Problem to solve →
All of the data below needs to be set down once more, exactly as written.

[Point-per-instance localization data]
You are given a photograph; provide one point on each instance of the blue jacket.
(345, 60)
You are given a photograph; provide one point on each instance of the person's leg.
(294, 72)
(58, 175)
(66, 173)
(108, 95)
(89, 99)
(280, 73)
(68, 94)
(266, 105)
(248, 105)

Result →
You are given a photograph; provide one point on each instance of the blue jacket.
(345, 60)
You are given a photograph; provide one point on each instance of the person's leg.
(294, 72)
(58, 175)
(66, 173)
(108, 95)
(89, 99)
(280, 73)
(68, 94)
(266, 105)
(248, 105)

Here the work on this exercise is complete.